# GIVEN EXERCISE
Rewrite everything from the line containing "the black headband" down to the line containing "(1170, 222)", changing every "pointer marks" to "annotator marks" and leaving the rest unchanged.

Records from a dataset:
— START —
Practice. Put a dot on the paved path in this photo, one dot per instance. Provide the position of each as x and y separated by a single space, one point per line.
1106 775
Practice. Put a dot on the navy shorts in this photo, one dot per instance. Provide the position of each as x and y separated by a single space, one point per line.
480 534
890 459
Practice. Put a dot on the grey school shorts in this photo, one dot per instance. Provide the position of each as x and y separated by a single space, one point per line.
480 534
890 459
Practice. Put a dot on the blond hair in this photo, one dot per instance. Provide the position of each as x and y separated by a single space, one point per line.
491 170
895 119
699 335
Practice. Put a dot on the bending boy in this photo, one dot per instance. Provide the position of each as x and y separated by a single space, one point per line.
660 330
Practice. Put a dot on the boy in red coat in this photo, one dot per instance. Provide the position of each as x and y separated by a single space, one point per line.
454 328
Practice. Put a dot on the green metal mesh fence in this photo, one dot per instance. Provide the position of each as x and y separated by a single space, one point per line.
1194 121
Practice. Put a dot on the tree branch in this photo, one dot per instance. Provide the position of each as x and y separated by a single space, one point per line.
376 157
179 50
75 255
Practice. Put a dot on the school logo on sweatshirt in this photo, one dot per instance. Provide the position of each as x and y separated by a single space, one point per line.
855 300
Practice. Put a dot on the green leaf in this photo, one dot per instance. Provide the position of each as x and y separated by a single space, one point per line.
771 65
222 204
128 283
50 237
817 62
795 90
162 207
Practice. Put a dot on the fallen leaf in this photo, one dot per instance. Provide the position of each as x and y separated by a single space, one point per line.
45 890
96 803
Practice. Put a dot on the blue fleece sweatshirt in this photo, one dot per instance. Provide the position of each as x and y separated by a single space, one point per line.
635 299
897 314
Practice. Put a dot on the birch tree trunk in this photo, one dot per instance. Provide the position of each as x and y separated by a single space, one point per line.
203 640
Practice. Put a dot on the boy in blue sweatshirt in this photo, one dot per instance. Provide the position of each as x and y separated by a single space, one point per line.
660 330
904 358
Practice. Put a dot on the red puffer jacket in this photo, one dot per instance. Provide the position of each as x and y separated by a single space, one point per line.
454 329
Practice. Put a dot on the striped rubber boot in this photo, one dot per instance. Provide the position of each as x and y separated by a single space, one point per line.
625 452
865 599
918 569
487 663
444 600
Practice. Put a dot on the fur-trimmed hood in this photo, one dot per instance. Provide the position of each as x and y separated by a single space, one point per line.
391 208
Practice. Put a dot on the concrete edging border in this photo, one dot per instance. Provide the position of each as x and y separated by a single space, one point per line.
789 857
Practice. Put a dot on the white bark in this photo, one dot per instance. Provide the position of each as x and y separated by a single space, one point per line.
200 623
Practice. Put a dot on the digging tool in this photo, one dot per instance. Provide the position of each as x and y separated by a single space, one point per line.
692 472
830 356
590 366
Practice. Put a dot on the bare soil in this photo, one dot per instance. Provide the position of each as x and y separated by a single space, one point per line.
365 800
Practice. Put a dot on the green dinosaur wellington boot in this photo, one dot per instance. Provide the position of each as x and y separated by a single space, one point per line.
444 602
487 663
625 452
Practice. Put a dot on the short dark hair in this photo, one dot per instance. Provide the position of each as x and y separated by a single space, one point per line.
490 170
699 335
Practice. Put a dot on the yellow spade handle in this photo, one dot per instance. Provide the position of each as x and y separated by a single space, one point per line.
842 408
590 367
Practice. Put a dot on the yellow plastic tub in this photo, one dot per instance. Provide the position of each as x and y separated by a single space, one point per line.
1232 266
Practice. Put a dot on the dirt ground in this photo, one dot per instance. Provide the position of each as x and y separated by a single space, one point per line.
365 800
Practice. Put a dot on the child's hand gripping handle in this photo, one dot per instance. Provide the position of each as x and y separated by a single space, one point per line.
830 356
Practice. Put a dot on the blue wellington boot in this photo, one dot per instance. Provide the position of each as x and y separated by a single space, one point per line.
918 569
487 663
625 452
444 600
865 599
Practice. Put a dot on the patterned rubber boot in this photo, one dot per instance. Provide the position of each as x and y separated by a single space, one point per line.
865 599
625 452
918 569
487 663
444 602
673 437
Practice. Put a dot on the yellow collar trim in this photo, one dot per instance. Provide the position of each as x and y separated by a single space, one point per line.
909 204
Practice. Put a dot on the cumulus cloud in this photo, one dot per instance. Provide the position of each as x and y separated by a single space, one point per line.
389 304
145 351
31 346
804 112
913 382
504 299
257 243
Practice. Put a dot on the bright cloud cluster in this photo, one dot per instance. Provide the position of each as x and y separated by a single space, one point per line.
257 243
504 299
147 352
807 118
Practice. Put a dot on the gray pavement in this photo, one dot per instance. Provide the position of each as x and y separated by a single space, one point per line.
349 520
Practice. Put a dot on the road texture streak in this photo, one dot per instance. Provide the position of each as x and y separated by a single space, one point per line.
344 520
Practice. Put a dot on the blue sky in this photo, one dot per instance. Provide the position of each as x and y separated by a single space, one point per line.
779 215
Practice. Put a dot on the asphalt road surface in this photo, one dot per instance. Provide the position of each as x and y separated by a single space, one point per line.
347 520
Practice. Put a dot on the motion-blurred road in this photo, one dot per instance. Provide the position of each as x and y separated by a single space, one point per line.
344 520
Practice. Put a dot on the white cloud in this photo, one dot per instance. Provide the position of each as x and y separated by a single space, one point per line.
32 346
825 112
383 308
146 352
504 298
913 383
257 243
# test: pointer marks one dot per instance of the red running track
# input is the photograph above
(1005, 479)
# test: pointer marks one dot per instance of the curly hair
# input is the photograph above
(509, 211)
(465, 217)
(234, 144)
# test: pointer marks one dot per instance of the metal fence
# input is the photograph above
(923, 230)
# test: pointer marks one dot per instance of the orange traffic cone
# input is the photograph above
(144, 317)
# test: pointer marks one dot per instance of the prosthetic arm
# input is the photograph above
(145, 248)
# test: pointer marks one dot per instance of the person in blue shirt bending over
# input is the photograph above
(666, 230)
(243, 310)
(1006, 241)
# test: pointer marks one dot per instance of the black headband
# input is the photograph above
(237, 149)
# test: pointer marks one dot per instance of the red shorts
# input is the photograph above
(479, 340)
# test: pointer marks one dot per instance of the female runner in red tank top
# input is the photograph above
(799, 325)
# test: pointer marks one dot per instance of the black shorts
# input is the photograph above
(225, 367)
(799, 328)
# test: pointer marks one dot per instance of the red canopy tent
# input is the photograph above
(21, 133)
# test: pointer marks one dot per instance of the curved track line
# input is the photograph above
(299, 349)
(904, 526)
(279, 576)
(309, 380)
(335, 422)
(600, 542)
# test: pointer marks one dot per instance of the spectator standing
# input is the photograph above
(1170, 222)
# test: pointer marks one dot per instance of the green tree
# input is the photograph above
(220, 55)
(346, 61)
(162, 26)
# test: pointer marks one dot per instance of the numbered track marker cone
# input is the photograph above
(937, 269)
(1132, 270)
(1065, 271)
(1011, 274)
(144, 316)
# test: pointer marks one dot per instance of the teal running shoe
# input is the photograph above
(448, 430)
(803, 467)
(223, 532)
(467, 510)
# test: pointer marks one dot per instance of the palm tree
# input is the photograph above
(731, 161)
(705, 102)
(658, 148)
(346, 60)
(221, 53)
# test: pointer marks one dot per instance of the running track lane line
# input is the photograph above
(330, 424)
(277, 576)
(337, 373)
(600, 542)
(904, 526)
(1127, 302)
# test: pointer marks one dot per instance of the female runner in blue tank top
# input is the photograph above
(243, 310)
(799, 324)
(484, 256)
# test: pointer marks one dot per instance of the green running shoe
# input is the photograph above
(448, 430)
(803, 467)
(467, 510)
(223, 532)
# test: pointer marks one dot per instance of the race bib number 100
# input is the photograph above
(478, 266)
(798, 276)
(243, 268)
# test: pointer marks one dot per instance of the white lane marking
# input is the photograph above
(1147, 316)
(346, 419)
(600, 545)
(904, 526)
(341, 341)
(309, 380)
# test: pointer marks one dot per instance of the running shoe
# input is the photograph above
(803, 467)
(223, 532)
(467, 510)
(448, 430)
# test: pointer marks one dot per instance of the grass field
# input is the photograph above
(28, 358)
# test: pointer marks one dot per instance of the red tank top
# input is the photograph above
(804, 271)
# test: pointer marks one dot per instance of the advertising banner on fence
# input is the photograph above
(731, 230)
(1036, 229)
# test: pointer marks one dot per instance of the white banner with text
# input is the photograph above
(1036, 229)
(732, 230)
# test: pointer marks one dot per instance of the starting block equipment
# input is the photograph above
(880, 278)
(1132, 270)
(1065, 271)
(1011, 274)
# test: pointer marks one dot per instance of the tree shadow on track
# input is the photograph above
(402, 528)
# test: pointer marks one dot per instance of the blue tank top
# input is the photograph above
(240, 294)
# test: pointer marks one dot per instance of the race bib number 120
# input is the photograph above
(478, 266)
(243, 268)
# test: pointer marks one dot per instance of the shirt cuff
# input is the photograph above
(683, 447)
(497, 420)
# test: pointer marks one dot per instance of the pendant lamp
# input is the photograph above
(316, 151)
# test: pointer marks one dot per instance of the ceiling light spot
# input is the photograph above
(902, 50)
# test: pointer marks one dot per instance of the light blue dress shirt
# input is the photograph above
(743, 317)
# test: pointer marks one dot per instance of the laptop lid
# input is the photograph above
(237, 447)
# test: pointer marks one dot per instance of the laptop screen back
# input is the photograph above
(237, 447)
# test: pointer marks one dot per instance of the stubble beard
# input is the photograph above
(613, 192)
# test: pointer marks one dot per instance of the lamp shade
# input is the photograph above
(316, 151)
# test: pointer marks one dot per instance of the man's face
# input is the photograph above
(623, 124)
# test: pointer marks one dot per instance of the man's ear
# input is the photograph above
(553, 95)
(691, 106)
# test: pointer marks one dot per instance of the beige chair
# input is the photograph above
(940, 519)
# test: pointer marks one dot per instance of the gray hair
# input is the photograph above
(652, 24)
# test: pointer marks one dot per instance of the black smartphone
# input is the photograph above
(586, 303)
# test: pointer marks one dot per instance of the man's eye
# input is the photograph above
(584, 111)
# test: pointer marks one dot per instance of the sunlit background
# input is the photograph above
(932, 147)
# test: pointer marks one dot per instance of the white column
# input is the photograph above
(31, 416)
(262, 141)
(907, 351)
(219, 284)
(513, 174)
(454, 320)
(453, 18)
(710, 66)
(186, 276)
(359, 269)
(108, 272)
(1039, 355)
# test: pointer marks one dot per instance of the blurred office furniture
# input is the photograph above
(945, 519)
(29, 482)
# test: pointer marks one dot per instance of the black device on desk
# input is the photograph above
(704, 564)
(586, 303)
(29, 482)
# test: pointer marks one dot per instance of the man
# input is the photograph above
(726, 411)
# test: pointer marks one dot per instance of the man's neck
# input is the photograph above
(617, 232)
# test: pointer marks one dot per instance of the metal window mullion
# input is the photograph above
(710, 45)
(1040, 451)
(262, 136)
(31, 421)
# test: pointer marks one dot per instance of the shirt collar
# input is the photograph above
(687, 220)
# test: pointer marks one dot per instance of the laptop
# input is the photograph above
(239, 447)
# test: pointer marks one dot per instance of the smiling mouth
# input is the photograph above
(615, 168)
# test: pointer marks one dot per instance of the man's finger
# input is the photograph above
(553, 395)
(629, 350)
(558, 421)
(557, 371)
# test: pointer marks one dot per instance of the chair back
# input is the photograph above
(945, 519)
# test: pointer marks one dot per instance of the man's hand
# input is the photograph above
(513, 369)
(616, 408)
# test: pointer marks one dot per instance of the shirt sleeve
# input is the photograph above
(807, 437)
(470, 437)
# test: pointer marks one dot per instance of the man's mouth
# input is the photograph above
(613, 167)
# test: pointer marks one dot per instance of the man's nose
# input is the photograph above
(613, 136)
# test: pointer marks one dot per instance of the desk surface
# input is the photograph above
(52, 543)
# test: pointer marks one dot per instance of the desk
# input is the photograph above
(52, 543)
— END —
# RESULT FOR THIS EXERCISE
# test: annotator marks one dot per instance of the black headband
# input is the photograph above
(237, 149)
# test: annotator marks one dot per instance of the red shorts
# input is the photograph above
(479, 340)
# test: annotator marks one dot per instance of the female runner in red tank top
# input is the photograph above
(799, 325)
# test: annotator marks one dot per instance of the black shorts
# input is the photograph above
(225, 367)
(799, 328)
# test: annotator marks one dot per instance of the red canopy tent
# input is the photograph above
(21, 133)
# test: annotator marks one dot per instance of the curved track line
# input is the photograph above
(299, 349)
(904, 526)
(279, 576)
(309, 380)
(335, 422)
(600, 542)
# test: annotator marks one dot per instance of the spectator standing
# input is the photograph above
(1170, 222)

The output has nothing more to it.